## BEGIN Selection

Feh! So What? Hyundai Invests in North Korea. That’s Nothing, You Say. But Is Club Med Soon to Follow?

Mount Kumgang

Here’s one of the pristine beaches at North Korea’s Mount Kumgang (Diamond Mountain)/Nine Dragons resort, located on the peninsula’s east coast. It’s been a popular tourist destination for South Koreans visiting the DPRK since 1998.

In 2002 the area was designated a special Tourist Region by the North Korean authorities. Kumgangsan was invested in heavily by the Hyundai (Hyundai Asan) corporation and since the late ‘90s had been one of the primary means for Bam Bam and his cronies to take in much-needed hard currency for the Hermit Kingdom’s ailing economy.

Interesting to note is that neither North nor South Korean won is legal tender in any of the area’s shops or facilities; only the US dollar. Another curious factoid is that North Koreans do not serve South Koreans at the resort: employees are for the most part Chinese citizens of Korean ethnicity from the PRC’s Jilin province.

It gets even more bizarre, though…

Before July 11, 2008, this system worked marvelously for both Koreas. South Koreans traveled on a beeline north with astonishment on air-conditioned express coaches through the heavily-fortified DMZ. The Nine Dragons zone was completely walled off from the rest of the area to ensure that Bam Bam’s evil reign could last at least several more months and years as wealthy Southerners eager to get a glimpse of life in North Korea could willingly spend their greenbacks at the facility on all manner of stuff verboten to DPRK’s general population.

On that date, however, a female South Korean tourist was suddenly shot twice by DPRK sentries after apparently ambling into a restricted military area. Read a short summary about the incident here.

Club Med

Before this sudden jolt in relations between the two Koreas, in particular due to the post-2008 cessation of the “Sunshine Policy” following the election of Lee Myung-bak’s conservatives in Seoul, the Hyundai chaebol was a true pioneer in the reduction of tensions between warring North and South through its pan-Korean peaceful business initiatives.

So it raises an interesting question: what other joint investment projects might the rival Koreas initiate as another exploratory gesture towards rapprochement?

Club Med 2

How about the construction of a Club Med in North Korea? Sounds crazy, you say? Well it’s not as far-fetched as it may sound. Read on…

Club Med’s philosophy revolves around luxuriating in pristine natural surroundings away from the hustle and bustle of urban living. Its guests (known internally as Gentils Membres, or Gracious Members) are swathed and pampered in five-star conditions by staff (Gentils Ordres, or Gracious Assistants) whose express purpose it is to serve the individual whims of the discerning traveling connoisseur. Club Med is all-inclusive. It pulls out all the stops for its customers.

Can things get any more isolated than Bam Bam’s Paradise On Earth on the Kim Farm?

## END Selection

Objective:
From the piece about Mount Kumgang, quote everything from "Before this sudden" down to "peaceful business initiatives.".

## BEGIN Material

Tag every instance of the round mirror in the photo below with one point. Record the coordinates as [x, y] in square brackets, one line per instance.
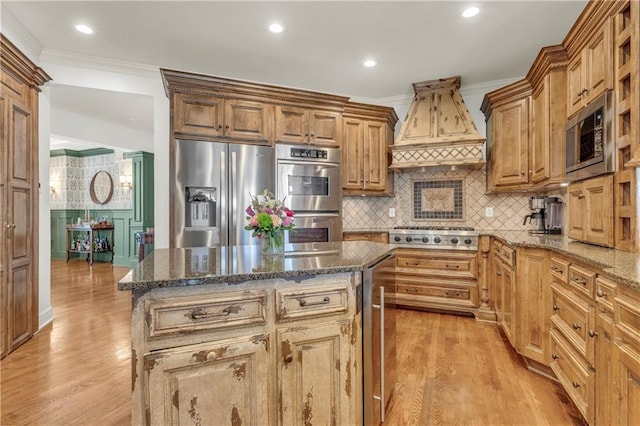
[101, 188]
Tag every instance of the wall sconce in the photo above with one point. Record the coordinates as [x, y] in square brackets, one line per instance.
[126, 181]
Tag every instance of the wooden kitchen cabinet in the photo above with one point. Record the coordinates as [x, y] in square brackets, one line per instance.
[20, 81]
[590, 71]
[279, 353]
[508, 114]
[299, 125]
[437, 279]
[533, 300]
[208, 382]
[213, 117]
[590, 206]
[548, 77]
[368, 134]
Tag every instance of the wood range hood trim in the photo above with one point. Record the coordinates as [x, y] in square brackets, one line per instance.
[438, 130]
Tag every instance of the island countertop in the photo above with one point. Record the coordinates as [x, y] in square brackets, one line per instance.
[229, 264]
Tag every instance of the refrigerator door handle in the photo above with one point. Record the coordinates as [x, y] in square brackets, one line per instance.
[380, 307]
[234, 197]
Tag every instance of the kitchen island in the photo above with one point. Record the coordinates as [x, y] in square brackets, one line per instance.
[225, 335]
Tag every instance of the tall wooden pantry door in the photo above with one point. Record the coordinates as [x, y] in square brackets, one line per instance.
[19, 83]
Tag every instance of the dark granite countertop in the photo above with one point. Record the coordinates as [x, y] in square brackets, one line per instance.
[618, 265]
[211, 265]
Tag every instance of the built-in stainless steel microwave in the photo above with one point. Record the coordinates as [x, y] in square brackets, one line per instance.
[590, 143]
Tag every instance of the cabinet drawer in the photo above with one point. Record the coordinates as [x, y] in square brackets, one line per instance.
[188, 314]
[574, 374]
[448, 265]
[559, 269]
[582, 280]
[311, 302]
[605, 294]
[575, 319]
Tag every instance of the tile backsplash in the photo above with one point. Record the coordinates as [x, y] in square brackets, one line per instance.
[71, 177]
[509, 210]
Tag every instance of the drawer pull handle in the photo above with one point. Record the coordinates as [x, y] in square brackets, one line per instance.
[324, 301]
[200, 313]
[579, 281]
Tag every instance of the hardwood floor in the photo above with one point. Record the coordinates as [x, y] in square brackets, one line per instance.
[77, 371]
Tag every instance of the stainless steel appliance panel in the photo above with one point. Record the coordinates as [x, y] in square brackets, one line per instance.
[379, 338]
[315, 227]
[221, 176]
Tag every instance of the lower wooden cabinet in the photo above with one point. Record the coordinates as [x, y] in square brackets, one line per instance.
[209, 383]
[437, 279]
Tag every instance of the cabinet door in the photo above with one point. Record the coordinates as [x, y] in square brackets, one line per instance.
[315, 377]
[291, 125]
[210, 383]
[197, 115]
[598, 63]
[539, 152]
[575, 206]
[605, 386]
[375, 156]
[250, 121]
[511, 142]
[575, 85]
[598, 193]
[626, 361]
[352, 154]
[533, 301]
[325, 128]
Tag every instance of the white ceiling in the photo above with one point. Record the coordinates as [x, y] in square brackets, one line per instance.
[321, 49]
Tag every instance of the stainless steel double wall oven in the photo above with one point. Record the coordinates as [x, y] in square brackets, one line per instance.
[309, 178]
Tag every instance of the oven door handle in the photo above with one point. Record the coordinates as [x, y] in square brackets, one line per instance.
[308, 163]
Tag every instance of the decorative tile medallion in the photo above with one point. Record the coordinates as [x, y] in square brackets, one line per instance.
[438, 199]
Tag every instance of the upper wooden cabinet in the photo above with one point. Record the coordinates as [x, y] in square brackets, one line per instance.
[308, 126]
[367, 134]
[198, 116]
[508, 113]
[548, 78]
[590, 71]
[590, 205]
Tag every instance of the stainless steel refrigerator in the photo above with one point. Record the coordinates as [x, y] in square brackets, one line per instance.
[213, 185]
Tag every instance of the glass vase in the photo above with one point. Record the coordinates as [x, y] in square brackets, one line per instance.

## END Material
## BEGIN Material

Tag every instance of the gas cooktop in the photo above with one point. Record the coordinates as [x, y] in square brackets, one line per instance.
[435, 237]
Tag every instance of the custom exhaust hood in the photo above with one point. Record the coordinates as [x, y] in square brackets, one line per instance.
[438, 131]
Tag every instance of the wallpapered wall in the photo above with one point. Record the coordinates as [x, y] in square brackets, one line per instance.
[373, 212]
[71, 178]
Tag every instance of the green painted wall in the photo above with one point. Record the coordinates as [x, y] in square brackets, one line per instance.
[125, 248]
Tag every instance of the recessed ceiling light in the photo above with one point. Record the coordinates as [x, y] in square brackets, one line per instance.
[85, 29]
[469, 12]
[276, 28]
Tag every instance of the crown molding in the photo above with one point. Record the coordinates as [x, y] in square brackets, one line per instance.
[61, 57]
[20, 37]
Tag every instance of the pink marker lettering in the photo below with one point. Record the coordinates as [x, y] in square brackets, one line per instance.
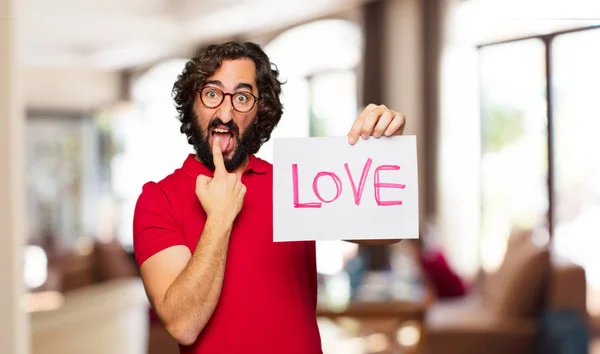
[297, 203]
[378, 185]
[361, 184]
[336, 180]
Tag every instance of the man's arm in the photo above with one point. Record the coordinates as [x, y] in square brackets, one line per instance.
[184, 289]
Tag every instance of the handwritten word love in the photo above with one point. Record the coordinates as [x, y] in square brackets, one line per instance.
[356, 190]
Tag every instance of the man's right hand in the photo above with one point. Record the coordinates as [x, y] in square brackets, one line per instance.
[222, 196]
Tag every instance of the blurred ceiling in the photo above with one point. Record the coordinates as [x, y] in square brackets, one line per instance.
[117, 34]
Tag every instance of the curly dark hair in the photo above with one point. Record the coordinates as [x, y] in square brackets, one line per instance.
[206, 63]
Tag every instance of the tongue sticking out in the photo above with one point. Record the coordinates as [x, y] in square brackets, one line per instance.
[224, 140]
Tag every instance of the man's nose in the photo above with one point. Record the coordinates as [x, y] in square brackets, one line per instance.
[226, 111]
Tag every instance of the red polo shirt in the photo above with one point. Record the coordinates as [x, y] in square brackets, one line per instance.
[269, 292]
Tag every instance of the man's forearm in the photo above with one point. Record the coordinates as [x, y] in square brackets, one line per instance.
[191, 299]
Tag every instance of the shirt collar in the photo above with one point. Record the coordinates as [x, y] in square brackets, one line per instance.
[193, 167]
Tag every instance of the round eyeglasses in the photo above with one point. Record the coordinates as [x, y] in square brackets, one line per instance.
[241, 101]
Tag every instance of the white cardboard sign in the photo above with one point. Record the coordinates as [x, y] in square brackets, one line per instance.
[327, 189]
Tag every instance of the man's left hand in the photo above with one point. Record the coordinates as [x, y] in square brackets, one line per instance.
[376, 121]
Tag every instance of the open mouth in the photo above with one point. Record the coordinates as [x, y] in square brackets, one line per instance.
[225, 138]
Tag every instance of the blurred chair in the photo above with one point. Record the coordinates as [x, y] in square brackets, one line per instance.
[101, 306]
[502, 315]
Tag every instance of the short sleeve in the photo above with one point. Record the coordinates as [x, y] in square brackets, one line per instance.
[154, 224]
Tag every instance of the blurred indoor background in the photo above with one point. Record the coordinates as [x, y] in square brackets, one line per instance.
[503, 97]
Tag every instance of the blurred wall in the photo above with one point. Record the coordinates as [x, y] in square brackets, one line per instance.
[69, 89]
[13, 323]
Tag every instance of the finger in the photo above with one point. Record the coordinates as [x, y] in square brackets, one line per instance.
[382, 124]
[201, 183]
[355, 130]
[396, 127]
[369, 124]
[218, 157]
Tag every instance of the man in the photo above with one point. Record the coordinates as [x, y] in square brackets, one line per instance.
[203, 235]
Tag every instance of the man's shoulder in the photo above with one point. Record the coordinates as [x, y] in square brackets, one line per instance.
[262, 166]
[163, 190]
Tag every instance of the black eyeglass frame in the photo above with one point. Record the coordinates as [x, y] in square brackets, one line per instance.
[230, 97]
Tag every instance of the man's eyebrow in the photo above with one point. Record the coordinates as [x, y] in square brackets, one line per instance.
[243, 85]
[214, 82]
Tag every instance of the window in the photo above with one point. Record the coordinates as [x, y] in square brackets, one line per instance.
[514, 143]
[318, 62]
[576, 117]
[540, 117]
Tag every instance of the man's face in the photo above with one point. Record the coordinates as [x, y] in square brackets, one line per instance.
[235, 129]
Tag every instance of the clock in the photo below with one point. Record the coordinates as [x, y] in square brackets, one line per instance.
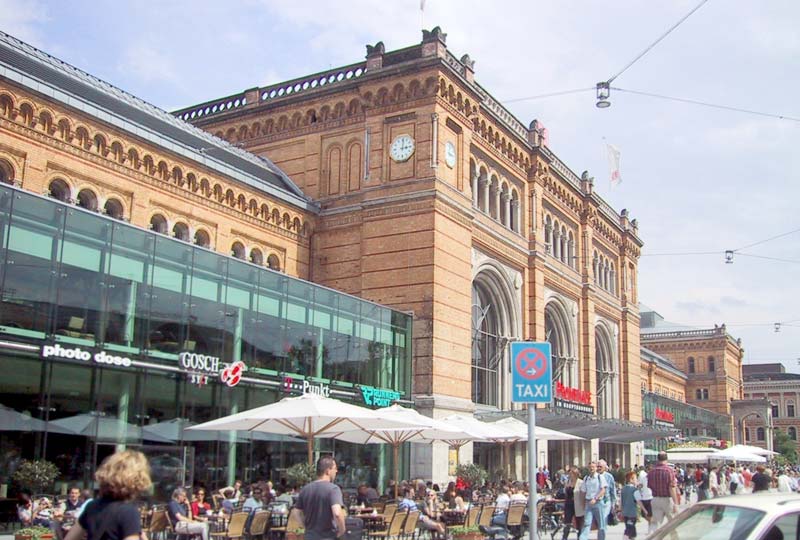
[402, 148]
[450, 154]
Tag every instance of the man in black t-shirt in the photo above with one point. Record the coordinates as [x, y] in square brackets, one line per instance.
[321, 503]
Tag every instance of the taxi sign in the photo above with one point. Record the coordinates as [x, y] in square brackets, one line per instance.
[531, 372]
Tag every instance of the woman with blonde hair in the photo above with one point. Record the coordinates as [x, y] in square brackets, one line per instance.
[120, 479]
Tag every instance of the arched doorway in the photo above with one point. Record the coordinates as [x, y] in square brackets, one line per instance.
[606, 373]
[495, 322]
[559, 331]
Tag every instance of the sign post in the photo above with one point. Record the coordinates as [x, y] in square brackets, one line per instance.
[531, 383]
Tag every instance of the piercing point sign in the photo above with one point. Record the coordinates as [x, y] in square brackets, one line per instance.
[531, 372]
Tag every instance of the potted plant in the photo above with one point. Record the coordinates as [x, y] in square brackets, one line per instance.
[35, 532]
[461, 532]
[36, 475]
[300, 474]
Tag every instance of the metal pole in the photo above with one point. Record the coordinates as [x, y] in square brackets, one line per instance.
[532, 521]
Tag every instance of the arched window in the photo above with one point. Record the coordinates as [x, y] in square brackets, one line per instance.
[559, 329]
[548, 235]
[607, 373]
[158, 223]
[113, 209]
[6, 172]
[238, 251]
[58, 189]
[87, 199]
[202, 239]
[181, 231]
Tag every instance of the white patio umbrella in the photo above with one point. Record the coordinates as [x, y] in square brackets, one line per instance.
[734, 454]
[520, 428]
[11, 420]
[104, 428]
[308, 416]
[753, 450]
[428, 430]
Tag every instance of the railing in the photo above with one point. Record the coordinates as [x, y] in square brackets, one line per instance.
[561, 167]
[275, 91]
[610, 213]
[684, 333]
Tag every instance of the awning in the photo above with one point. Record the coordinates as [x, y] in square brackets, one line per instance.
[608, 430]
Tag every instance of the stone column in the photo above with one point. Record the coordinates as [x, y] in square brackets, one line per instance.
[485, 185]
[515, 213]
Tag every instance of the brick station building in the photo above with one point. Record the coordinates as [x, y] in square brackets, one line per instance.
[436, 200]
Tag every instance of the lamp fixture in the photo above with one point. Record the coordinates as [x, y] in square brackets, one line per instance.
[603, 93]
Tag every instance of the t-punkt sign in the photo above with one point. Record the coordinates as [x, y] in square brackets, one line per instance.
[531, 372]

## END Material

Worked answer:
Before this sudden jolt in relations between the two Koreas, in particular due to the post-2008 cessation of the “Sunshine Policy” following the election of Lee Myung-bak’s conservatives in Seoul, the Hyundai chaebol was a true pioneer in the reduction of tensions between warring North and South through its pan-Korean peaceful business initiatives.